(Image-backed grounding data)
┌──
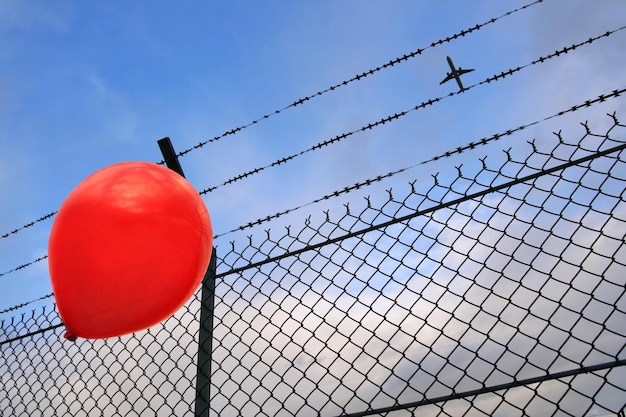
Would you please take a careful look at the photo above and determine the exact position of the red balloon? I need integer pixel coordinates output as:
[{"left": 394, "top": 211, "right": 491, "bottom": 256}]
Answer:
[{"left": 48, "top": 162, "right": 212, "bottom": 340}]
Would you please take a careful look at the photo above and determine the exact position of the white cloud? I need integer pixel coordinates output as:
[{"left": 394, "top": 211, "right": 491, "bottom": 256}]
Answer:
[
  {"left": 202, "top": 135, "right": 626, "bottom": 415},
  {"left": 3, "top": 116, "right": 624, "bottom": 416}
]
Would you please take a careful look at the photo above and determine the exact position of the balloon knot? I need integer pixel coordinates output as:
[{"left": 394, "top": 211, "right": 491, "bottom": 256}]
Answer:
[{"left": 64, "top": 331, "right": 78, "bottom": 342}]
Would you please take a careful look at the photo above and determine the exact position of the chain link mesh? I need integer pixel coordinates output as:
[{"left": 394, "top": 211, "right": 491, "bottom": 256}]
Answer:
[{"left": 1, "top": 114, "right": 625, "bottom": 416}]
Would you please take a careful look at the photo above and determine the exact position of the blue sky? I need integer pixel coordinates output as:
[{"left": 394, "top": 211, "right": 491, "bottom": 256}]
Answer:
[{"left": 1, "top": 0, "right": 625, "bottom": 315}]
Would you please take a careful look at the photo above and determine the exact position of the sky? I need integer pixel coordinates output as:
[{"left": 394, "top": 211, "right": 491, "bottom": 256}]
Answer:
[
  {"left": 1, "top": 1, "right": 626, "bottom": 415},
  {"left": 1, "top": 0, "right": 625, "bottom": 315}
]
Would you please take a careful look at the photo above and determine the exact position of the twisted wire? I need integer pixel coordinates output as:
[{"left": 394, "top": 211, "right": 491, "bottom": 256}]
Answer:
[
  {"left": 0, "top": 4, "right": 608, "bottom": 243},
  {"left": 213, "top": 94, "right": 624, "bottom": 239},
  {"left": 3, "top": 93, "right": 623, "bottom": 313},
  {"left": 196, "top": 25, "right": 626, "bottom": 195},
  {"left": 218, "top": 139, "right": 626, "bottom": 278},
  {"left": 1, "top": 114, "right": 625, "bottom": 417},
  {"left": 0, "top": 212, "right": 56, "bottom": 241},
  {"left": 474, "top": 27, "right": 626, "bottom": 86},
  {"left": 2, "top": 21, "right": 624, "bottom": 307},
  {"left": 212, "top": 168, "right": 409, "bottom": 239},
  {"left": 0, "top": 255, "right": 48, "bottom": 279},
  {"left": 166, "top": 0, "right": 545, "bottom": 161},
  {"left": 0, "top": 293, "right": 54, "bottom": 315}
]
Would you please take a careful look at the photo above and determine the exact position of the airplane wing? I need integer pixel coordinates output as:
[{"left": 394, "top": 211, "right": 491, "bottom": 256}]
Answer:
[
  {"left": 439, "top": 73, "right": 454, "bottom": 85},
  {"left": 457, "top": 68, "right": 474, "bottom": 75}
]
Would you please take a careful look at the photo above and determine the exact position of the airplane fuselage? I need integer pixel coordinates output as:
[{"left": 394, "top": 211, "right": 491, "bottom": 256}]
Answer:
[
  {"left": 440, "top": 56, "right": 474, "bottom": 92},
  {"left": 446, "top": 56, "right": 465, "bottom": 91}
]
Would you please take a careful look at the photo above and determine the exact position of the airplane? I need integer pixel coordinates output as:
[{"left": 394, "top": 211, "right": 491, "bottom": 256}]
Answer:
[{"left": 440, "top": 56, "right": 474, "bottom": 92}]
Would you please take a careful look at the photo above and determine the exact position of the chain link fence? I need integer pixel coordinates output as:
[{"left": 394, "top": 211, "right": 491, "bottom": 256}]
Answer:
[{"left": 2, "top": 113, "right": 625, "bottom": 416}]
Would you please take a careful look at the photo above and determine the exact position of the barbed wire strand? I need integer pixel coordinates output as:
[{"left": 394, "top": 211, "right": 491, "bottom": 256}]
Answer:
└──
Exercise objective | Please return all of the entries word for word, excluding the pictures.

Finished task |
Would you please take a careful look at the photo above and determine the exact position of the red balloon? I need integer pixel coordinates output as:
[{"left": 394, "top": 211, "right": 491, "bottom": 256}]
Answer:
[{"left": 48, "top": 162, "right": 212, "bottom": 340}]
Would you please take a careful look at the photo above and determine the exact position of the white cloud? I need integer pixel coordinates output as:
[{"left": 394, "top": 211, "right": 491, "bottom": 256}]
Answer:
[
  {"left": 202, "top": 135, "right": 626, "bottom": 415},
  {"left": 3, "top": 116, "right": 624, "bottom": 416}
]
Would you please take a careful look at the photo above and determine the exact position of the balloon knot? I need integer pixel coordinates output as:
[{"left": 394, "top": 211, "right": 491, "bottom": 256}]
Answer:
[{"left": 64, "top": 331, "right": 78, "bottom": 342}]
Would you please take a careful look at the photo above and determine the exact position of the chain link mesh? I need integer pixel coordinates output as:
[{"left": 394, "top": 211, "right": 491, "bottom": 256}]
Answer:
[{"left": 1, "top": 114, "right": 625, "bottom": 416}]
Would you please take a careful look at the photo above and determine the exact position of the blue sky? I need integer pixel coordinates output as:
[{"left": 394, "top": 211, "right": 491, "bottom": 256}]
Answer:
[{"left": 1, "top": 0, "right": 625, "bottom": 315}]
Would you please take a careful look at the photo above and determine the exact position of the sky? I need integer pixel coordinates output as:
[{"left": 394, "top": 211, "right": 491, "bottom": 256}]
Answer:
[
  {"left": 1, "top": 1, "right": 626, "bottom": 415},
  {"left": 1, "top": 0, "right": 625, "bottom": 315}
]
Would you please take a careful look at the photo above and determine the exact position of the twisted wire? I need integer pixel coordinates output as:
[{"left": 394, "top": 211, "right": 491, "bottom": 256}]
Answer:
[
  {"left": 0, "top": 4, "right": 608, "bottom": 243},
  {"left": 213, "top": 94, "right": 624, "bottom": 239},
  {"left": 3, "top": 93, "right": 623, "bottom": 313},
  {"left": 196, "top": 25, "right": 626, "bottom": 195},
  {"left": 218, "top": 139, "right": 626, "bottom": 278},
  {"left": 1, "top": 114, "right": 625, "bottom": 417},
  {"left": 0, "top": 212, "right": 56, "bottom": 241},
  {"left": 474, "top": 27, "right": 626, "bottom": 86},
  {"left": 2, "top": 21, "right": 624, "bottom": 307},
  {"left": 212, "top": 168, "right": 409, "bottom": 239},
  {"left": 0, "top": 255, "right": 48, "bottom": 279},
  {"left": 166, "top": 0, "right": 545, "bottom": 161},
  {"left": 0, "top": 293, "right": 54, "bottom": 315}
]
Would you please take a careful look at the photo above and determine the exact position of the airplane wing? I need integer pixel coordinates output as:
[{"left": 394, "top": 211, "right": 491, "bottom": 256}]
Answer:
[
  {"left": 439, "top": 73, "right": 454, "bottom": 85},
  {"left": 457, "top": 68, "right": 474, "bottom": 75}
]
Would you please take a careful look at the photo above and determine the exact position of the airplane fuselage? I need integer pixel coordinates output as:
[{"left": 394, "top": 211, "right": 491, "bottom": 256}]
Answer:
[
  {"left": 440, "top": 56, "right": 474, "bottom": 92},
  {"left": 446, "top": 56, "right": 465, "bottom": 91}
]
Would you please take a careful look at the photo above and determine the exact position of the airplane? I need integer pixel coordinates output as:
[{"left": 394, "top": 211, "right": 491, "bottom": 256}]
Answer:
[{"left": 440, "top": 56, "right": 474, "bottom": 92}]
Would you please take a careful look at the photo above and determine the exact position of the chain link fence? I need integer pixel coordinates output as:
[{"left": 394, "top": 211, "right": 491, "bottom": 256}]
Answer:
[{"left": 2, "top": 113, "right": 625, "bottom": 416}]
Would you please take a careful look at the photo above and determine the exact position of the barbed wire strand? I need integer pixel coordinates output as:
[{"left": 394, "top": 211, "right": 491, "bottom": 256}]
Answer:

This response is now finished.